◆ **About this task**:
An unchanged copy of each entry below is needed; keep the pictures out of it.
══ Material supplied
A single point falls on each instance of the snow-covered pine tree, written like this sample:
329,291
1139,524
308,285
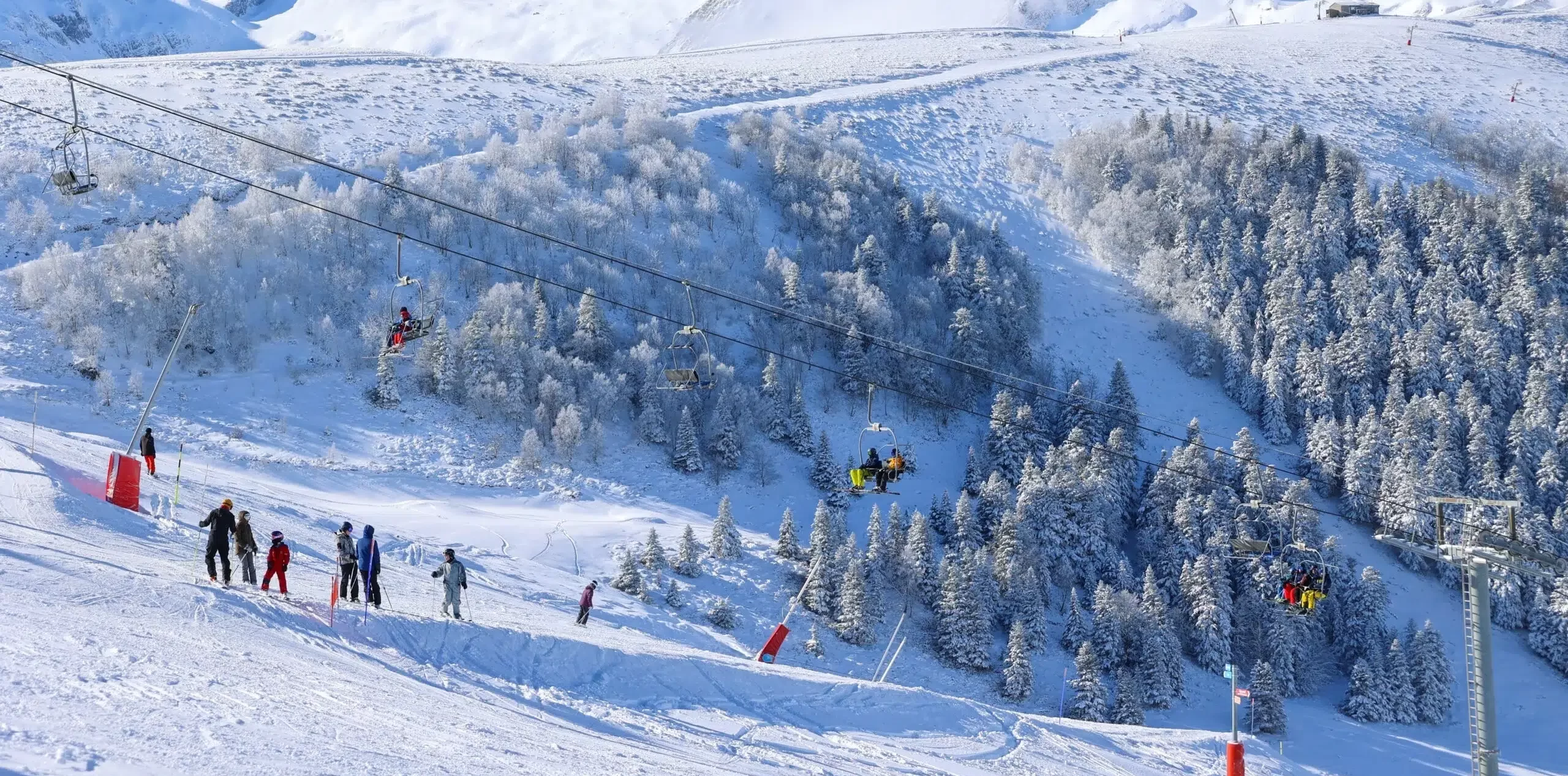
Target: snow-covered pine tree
1018,671
1074,632
941,514
813,645
855,620
654,552
1267,701
628,578
1088,692
689,559
725,443
800,422
775,402
722,614
1398,687
918,563
1159,654
725,541
1365,699
1129,698
973,475
689,454
967,525
788,546
1106,629
385,393
824,472
530,457
1432,678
════
◆ **Solution to this problem**:
A single point falls on each instance of the snow-covered pine tree, written like this sample:
329,291
1139,524
308,285
Target: snow-covered pine tree
1018,671
1074,632
941,514
813,645
855,620
654,552
1267,701
628,578
1088,692
689,559
725,443
800,422
775,402
722,614
1398,687
918,563
1159,654
725,541
1365,699
1129,698
973,475
689,454
967,525
788,546
1106,629
385,393
824,472
530,457
1432,678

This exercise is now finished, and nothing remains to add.